PROBLEM REQUIREMENTS :: Please copy out the rows from the very first line up to and including the line that contains "33 230 L 21", reproducing each line without any changes.

EXERCISE DATA ::
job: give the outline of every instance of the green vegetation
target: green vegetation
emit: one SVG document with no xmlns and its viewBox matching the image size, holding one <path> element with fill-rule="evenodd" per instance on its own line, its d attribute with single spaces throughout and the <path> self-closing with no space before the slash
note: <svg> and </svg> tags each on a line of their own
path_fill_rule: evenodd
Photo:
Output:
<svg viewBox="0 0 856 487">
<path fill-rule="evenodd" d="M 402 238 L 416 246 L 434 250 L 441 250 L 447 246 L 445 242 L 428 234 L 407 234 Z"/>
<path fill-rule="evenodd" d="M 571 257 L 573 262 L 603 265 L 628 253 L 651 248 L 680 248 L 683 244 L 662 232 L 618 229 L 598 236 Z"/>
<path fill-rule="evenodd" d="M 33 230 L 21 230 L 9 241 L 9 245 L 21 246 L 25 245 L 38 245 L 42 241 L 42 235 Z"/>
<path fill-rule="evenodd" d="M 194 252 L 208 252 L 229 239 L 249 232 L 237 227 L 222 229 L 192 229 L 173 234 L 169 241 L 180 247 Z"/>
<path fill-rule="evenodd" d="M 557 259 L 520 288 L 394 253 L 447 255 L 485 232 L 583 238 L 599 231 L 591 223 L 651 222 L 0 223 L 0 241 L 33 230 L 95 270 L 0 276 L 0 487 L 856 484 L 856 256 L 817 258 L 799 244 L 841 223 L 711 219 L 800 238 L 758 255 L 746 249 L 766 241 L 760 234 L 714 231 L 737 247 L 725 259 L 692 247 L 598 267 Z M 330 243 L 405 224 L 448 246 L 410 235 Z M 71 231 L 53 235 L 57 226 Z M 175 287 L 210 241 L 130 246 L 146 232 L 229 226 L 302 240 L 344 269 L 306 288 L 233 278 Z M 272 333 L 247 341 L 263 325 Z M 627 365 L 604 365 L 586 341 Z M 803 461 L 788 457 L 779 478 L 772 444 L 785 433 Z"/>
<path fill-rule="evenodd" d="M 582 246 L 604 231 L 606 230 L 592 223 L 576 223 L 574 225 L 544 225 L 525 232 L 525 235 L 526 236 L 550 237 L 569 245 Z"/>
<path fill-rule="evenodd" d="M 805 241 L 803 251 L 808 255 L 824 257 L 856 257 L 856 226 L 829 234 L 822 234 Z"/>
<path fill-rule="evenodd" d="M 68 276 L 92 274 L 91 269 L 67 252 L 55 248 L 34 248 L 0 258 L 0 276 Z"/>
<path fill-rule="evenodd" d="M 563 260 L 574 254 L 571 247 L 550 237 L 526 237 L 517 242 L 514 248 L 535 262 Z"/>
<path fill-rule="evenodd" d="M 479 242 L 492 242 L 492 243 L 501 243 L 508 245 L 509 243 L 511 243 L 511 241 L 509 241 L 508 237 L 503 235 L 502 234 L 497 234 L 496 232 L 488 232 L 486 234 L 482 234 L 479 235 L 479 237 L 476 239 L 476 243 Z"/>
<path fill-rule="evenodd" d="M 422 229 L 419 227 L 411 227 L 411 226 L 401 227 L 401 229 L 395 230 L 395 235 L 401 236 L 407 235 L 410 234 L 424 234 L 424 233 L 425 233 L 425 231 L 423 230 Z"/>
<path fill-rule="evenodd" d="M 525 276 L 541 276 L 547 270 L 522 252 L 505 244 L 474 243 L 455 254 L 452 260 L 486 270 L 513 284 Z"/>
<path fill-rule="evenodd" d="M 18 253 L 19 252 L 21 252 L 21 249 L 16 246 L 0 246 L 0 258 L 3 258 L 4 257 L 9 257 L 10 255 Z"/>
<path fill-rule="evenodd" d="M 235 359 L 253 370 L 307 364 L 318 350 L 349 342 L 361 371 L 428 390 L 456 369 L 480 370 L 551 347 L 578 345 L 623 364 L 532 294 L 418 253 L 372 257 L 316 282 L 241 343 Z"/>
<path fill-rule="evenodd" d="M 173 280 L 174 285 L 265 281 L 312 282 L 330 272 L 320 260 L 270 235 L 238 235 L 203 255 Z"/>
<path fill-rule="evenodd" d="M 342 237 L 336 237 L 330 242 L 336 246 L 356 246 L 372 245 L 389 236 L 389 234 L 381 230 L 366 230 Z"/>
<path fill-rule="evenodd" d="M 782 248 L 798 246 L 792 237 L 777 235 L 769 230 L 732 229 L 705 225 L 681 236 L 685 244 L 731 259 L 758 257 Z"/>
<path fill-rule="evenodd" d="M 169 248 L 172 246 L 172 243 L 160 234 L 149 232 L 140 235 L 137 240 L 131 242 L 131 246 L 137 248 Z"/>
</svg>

THE RESPONSE ::
job: give the outline of every instance of the green vegetation
target: green vegetation
emit: one SVG document with no xmlns and its viewBox matching the image size, holding one <path> element with fill-rule="evenodd" per instance on its own line, its d attribute with single spaces throughout and the <path> self-closing with no space before the slash
note: <svg> and </svg> tags each on a line of their own
path_fill_rule: evenodd
Photo:
Output:
<svg viewBox="0 0 856 487">
<path fill-rule="evenodd" d="M 402 238 L 416 246 L 434 250 L 441 250 L 447 246 L 445 242 L 428 234 L 407 234 Z"/>
<path fill-rule="evenodd" d="M 571 257 L 573 262 L 603 265 L 628 253 L 651 248 L 680 248 L 683 244 L 662 232 L 618 229 L 598 236 Z"/>
<path fill-rule="evenodd" d="M 33 230 L 21 230 L 9 241 L 9 245 L 21 246 L 25 245 L 38 245 L 42 241 L 42 235 Z"/>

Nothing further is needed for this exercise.